Exercise: The full set of entries needs to be reproduced exactly.

Records from a dataset:
# # # # # # #

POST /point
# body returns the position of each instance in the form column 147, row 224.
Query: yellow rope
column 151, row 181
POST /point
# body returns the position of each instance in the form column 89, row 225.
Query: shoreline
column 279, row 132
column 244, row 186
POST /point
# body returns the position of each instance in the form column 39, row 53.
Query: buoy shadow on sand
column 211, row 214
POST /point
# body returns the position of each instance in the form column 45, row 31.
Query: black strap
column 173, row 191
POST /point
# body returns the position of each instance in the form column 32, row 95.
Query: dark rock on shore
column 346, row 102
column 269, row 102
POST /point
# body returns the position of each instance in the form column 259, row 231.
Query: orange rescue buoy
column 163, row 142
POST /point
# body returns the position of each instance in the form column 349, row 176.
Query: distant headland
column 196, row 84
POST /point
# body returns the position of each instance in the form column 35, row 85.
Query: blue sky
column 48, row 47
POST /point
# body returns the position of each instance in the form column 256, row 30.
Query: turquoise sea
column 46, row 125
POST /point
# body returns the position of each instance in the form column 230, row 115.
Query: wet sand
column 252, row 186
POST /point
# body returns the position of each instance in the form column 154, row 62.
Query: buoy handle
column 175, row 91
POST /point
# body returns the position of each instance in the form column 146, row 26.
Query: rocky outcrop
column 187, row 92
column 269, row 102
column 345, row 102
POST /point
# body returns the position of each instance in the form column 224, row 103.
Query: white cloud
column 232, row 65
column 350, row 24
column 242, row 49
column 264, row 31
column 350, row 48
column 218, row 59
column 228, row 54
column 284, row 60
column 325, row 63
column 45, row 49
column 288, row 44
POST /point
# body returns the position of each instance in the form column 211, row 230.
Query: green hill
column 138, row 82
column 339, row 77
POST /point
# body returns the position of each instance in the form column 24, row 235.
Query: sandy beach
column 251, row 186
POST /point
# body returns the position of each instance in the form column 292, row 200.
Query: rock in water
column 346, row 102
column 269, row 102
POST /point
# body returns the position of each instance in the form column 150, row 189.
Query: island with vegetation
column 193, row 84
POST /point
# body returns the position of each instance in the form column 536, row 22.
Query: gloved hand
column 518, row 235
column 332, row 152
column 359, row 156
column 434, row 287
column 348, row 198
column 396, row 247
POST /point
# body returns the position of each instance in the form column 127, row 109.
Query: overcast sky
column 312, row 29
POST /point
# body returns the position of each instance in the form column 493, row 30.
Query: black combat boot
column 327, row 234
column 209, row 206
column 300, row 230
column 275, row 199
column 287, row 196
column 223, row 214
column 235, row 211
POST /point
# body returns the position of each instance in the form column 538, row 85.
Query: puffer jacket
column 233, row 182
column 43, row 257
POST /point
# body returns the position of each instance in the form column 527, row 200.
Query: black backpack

# # # # # # #

Expected output:
POST /point
# body returns the position of each instance in the form column 147, row 224.
Query: yellow rope
column 151, row 181
POST /point
# body returns the position of each instance in the form column 89, row 225.
Query: shoreline
column 279, row 132
column 244, row 186
POST /point
# body returns the position of each instance in the form column 39, row 53.
Query: buoy shadow on sand
column 211, row 214
POST /point
# body returns the position of each instance in the form column 45, row 31.
Query: black strap
column 173, row 191
POST /point
# body returns the position of each instance in the form column 32, row 95.
Query: dark rock on shore
column 346, row 102
column 269, row 102
POST /point
# body returns the position of each instance in the form column 259, row 231.
Query: orange rescue buoy
column 163, row 142
POST /point
# body returns the position of each instance in the form column 349, row 176.
Query: distant headland
column 196, row 84
POST /point
# body returns the position of each instance in the form column 35, row 85.
Query: blue sky
column 48, row 47
POST /point
# body returns the position of each instance in the form column 256, row 30.
Query: turquoise sea
column 46, row 125
POST /point
# body returns the position of each instance in the form column 230, row 115.
Query: wet sand
column 252, row 186
POST /point
# body returns the position of each instance in the form column 154, row 62.
Query: buoy handle
column 175, row 91
POST /point
# body returns the position of each instance in the form column 146, row 26.
Query: rocky outcrop
column 187, row 92
column 269, row 102
column 345, row 102
POST /point
# body returns the position of each instance in the form column 224, row 103.
Query: white cloud
column 232, row 65
column 350, row 24
column 242, row 49
column 264, row 31
column 350, row 48
column 218, row 59
column 228, row 54
column 284, row 60
column 325, row 63
column 45, row 49
column 288, row 44
POST /point
# body returns the position of each instance in the form column 211, row 230.
Query: green hill
column 138, row 82
column 339, row 77
POST /point
# body returns the position of each instance in the form column 24, row 235.
Query: sandy beach
column 251, row 186
POST /point
# body returns the position of each instance in the form column 292, row 200.
Query: rock in water
column 346, row 102
column 269, row 102
POST /point
# body returns the position of each instance in the form column 150, row 189.
Query: island with vegetation
column 193, row 84
POST /point
# body returns the position of each instance in the form column 536, row 22.
Query: gloved hand
column 518, row 235
column 332, row 152
column 359, row 156
column 434, row 287
column 348, row 198
column 396, row 247
POST /point
# body returns the position of each instance in the form column 127, row 109.
Query: overcast sky
column 312, row 29
POST /point
# body returns the position of each instance in the form column 493, row 30.
Query: black combat boot
column 327, row 234
column 209, row 206
column 300, row 230
column 275, row 199
column 287, row 196
column 223, row 214
column 235, row 211
POST /point
# body returns the position of each instance in the form column 538, row 85.
Query: puffer jacket
column 233, row 182
column 43, row 257
POST /point
# body returns the position of each instance in the form column 527, row 200.
Query: black backpack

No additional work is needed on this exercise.